• _Problem requirements_
In the forum introduction post below, translate the sentence "Being 100% honest means no lying and no cheating." into Spanish.

• _Reading text_
⁂

I'd like to introduce myself...

RichardInTN

Member
Greetings!

I come in peace!

I am a stranger among you!


(o.k. got the corny "what do I open with" question out of the way...)

I've believed in polyamory since I was about 5, even though I didn't realize it at the time. It's only in reflecting back that I realize I picked up on the secret way back then, when I realized that more children didn't mean the parents loved each one any less... so why did it have to be different with adults why couldn't they love more than one?

Problem is while I know poly and understand poly and know that I myself am "poly-capable", I've never been in a poly relationship.

I'm currently married, but that marriage was entered into under a few false pretenses by my wife. When we met, I let her know that I didn't want to be exclusive and that if either one of us met another that we wanted to include, that that's how the relationship had to be. She agreed to that and seemed to be happy with it being that way. prior to us actually "tying the knot and making it official" we never came across anyone that we wanted to include (my part in not doing so was probably due to a weird work schedule that didn't allow much free time, at the time, I can only speculate about why she didn't find anyone... but my speculation would be just that, speculation). So, we went forward with the wedding and immediately after the wedding she wanted to talk with me and she basically told me that there were going to be some relationship changes... one of which was Poly was off the table. Apparently she was always monogamous and just accepted our pre-wedding "relationship conditions" as necessary to "land me" (not that I'm saying I'm THAT great of a catch... lol).

I do love her and only want her to be happy, so, I haven't pursued anything, and won't... unless she changes her mind (not likely) or we are no longer together (either through divorce or, heaven forbid, if something happens to her). Being 100% honest means no lying and no cheating.

So... all that said, I'll probably mostly lurk, but I may post a bit if I think i have some insight into the topic at hand.

⁂

(Labeled-object pointing entries)

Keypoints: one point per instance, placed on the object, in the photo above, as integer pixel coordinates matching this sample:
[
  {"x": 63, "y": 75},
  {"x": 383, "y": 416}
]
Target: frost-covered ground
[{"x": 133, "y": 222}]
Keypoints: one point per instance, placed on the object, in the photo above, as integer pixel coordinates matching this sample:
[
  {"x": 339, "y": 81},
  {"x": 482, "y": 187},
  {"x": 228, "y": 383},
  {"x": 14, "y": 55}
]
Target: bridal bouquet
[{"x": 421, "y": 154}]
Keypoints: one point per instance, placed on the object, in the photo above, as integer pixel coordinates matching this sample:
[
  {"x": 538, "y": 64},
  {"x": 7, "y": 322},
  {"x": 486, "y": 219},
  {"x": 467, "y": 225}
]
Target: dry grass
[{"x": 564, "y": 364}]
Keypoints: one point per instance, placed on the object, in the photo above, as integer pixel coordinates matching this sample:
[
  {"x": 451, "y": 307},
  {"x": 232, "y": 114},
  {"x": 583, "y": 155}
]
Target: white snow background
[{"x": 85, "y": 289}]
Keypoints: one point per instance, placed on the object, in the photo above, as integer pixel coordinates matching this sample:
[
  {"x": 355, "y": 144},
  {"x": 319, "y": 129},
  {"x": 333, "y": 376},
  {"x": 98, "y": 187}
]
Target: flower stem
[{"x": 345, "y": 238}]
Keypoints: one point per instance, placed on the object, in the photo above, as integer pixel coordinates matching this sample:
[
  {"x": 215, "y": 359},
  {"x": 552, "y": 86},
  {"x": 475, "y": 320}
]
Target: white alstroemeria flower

⁂

• _Task result_
Ser cien por ciento honesto significa no mentir ni engañar.